## TO DO:
a - Answer these from the wind farm article:
(i) How many wind turbines appear on the map published by RWE Renewables?
(ii) What is the stated size of the proposed wind farm?
(iii) What annual amount does the Fahybeg Information Group estimate the wind farm will generate for RWE?
b - In the entries, substitute "exercise" for "drill" on every line from the one containing "y=1188, one point per instance." down to the one containing "x=477, y=976". Return only those lines, with everything else unchanged.

====== SELECTED EXTRACT ======

Credit:  The Clare Champion | July 15, 2022 | clarechampion.ie ~~

One landowner in South-East Clare looks set to earn almost €2 million in total from wind farm payments over a 30-year period, if it obtains planning permission, a local lobby group has claimed.

RWE Renewables has published a map with the proposed location of eight wind turbines at Fahy Beg, Fahy More North, Ballymoloney and Ballyknavin in Bridgetown.

The Fahybeg Windfarm Information Group has estimated that one land owner may receive €1.92 million in total during the life time of the proposed 38.5 mega watt wind farm, which will break down to the equivalent of about 4.8 mega watt per turbine.

Interestingly, a Limerick firm of solicitors will accrue the largest payment of an estimated €2.5 million as it is the land owner for two turbines and is listed as part owner of another one with a deceased land owner, who also owned land for a separate turbine before he died.

Two other land owners own land where one turbine is proposed.

All the payments to land owners will be taxable at the current rates depending on their individual incomes.

The Fahybeg Information Group estimates the wind farm will generate in the region of €1.08 million annually for RWE, which will total in excess of €32 million over 30 years.

====== DATA ENTRIES ======

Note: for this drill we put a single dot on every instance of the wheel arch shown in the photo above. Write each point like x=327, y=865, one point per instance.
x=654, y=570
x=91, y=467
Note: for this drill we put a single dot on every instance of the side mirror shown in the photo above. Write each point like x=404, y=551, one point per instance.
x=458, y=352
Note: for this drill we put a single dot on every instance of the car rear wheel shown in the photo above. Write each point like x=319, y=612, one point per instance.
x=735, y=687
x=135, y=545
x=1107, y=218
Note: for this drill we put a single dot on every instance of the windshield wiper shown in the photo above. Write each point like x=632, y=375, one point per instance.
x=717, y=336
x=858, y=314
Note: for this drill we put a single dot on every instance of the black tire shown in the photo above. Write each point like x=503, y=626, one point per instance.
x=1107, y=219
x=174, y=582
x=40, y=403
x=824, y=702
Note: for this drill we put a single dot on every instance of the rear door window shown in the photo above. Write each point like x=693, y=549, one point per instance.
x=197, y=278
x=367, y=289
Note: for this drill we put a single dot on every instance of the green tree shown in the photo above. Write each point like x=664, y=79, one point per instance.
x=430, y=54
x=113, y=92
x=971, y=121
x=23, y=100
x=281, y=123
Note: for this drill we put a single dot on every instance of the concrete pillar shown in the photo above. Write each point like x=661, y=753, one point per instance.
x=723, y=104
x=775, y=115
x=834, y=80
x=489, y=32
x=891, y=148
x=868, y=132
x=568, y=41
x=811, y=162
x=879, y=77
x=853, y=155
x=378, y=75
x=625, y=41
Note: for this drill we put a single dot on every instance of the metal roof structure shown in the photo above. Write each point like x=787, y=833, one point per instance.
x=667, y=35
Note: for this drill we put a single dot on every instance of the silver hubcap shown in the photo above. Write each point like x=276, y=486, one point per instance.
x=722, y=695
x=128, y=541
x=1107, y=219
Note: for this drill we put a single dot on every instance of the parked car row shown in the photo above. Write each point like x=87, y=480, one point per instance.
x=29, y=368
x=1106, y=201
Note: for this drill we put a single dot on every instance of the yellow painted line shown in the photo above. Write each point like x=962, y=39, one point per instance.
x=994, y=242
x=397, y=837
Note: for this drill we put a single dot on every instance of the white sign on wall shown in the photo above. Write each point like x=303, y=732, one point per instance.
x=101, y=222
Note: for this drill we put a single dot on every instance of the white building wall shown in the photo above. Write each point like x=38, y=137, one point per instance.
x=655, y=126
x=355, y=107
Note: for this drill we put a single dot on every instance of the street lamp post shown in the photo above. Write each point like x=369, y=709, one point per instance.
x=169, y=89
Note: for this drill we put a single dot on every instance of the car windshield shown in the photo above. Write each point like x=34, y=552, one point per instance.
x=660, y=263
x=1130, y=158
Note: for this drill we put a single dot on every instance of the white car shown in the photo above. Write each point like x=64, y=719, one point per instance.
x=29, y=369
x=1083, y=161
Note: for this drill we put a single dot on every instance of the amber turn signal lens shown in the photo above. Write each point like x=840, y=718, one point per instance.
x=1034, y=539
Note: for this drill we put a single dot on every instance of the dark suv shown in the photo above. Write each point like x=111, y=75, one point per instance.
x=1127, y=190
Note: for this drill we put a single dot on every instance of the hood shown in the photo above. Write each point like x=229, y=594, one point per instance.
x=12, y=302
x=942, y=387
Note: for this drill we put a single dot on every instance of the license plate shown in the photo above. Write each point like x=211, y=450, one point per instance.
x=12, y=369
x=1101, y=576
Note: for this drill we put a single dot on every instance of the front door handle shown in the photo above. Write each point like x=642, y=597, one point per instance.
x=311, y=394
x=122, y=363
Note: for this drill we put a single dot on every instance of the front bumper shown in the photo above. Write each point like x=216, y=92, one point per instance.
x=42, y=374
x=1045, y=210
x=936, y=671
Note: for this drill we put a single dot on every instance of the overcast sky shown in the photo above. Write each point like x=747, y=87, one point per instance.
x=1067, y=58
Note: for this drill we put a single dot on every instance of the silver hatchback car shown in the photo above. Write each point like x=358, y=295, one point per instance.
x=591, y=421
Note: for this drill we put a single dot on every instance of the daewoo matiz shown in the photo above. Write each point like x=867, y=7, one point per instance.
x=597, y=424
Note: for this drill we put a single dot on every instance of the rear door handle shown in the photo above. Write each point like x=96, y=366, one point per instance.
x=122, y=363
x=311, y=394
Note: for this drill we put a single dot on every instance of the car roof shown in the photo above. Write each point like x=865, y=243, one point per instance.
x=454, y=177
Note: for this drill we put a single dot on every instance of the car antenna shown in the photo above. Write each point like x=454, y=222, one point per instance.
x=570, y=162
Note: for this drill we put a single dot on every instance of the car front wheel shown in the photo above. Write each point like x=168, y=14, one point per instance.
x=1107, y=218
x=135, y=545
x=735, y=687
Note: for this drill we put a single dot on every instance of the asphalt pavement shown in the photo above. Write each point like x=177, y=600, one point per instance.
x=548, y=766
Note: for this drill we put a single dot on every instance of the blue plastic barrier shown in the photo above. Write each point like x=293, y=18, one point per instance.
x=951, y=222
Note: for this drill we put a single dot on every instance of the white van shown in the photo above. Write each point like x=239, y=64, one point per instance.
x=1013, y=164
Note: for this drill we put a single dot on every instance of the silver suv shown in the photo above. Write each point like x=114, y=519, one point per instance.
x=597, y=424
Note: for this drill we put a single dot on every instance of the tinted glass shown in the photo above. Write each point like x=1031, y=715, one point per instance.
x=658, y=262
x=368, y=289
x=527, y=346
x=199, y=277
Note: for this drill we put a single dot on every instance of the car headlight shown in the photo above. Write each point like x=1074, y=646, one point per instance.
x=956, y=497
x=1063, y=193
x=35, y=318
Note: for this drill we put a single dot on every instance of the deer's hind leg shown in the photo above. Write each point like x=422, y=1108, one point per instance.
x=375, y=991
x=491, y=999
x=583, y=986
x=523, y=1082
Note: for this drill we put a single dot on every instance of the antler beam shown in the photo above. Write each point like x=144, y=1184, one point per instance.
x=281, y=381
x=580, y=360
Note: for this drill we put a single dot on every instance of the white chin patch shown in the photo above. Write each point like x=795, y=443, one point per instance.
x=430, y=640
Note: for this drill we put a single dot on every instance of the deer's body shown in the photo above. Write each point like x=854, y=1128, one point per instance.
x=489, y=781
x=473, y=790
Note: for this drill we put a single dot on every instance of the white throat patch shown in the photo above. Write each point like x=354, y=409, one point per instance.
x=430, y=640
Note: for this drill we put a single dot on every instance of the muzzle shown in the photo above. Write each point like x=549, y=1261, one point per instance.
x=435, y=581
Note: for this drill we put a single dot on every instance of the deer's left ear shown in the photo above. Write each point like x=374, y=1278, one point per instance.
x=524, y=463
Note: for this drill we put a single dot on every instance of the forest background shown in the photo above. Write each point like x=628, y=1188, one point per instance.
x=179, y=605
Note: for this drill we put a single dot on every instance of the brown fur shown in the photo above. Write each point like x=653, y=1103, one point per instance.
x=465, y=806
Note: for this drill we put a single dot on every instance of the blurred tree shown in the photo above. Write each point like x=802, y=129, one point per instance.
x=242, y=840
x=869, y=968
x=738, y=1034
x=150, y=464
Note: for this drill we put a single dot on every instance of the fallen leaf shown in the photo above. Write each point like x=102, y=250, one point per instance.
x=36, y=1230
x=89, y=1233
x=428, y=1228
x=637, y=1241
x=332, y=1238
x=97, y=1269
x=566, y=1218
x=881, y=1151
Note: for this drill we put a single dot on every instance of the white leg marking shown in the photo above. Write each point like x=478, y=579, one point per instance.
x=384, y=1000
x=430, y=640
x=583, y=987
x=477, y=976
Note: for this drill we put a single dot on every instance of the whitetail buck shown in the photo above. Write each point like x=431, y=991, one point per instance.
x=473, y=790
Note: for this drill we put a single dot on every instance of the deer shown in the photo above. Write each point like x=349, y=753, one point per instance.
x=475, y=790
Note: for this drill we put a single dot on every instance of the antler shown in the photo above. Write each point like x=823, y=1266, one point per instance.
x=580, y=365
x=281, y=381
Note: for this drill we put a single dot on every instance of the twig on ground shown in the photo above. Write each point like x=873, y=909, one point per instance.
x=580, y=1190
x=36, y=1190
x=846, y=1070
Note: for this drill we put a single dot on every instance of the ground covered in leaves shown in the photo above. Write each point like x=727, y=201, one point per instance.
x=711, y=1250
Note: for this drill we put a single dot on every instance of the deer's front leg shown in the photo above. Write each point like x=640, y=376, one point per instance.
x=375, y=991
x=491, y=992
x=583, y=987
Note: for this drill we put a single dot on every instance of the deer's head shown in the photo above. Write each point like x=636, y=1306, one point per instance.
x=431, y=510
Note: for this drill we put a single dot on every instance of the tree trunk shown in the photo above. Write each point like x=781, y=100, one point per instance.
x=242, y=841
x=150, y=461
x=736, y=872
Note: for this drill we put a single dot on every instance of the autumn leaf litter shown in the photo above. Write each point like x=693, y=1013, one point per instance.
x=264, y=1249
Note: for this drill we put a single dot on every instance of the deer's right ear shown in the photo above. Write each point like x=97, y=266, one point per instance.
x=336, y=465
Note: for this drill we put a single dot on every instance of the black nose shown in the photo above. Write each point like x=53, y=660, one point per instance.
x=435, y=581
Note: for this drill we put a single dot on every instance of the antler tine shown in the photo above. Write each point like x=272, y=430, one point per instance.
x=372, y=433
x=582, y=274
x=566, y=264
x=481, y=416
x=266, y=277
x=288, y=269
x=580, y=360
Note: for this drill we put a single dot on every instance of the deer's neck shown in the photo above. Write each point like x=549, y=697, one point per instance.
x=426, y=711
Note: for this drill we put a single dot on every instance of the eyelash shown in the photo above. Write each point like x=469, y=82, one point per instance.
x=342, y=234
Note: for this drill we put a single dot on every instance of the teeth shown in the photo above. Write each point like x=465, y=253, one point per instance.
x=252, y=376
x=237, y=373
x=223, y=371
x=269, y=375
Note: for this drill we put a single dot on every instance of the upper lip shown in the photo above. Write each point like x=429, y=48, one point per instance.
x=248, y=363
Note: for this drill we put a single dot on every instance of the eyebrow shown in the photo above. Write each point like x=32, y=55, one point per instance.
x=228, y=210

======

## IN RESPONSE:
a -
(i) Eight.
(ii) 38.5 mega watt.
(iii) About €1.08 million.

b -
Note: for this exercise we put a single dot on every instance of the forest background shown in the photo above. Write each point like x=628, y=1188, one point per instance.
x=179, y=605
Note: for this exercise we put a single dot on every instance of the brown fur shown in the photo above. Write each point like x=653, y=1103, one point per instance.
x=465, y=806
Note: for this exercise we put a single dot on every instance of the blurred tree shown in the photo above. Write each point like x=802, y=129, one point per instance.
x=242, y=840
x=869, y=968
x=738, y=1034
x=150, y=464
Note: for this exercise we put a single dot on every instance of the fallen leaf shown in the photo above. Write each point like x=102, y=250, one point per instance.
x=36, y=1230
x=89, y=1233
x=428, y=1228
x=637, y=1241
x=332, y=1238
x=97, y=1269
x=566, y=1218
x=881, y=1151
Note: for this exercise we put a single dot on every instance of the white leg marking shown in the photo above. Write each point like x=478, y=579, one point per instance.
x=384, y=1000
x=430, y=640
x=583, y=987
x=477, y=976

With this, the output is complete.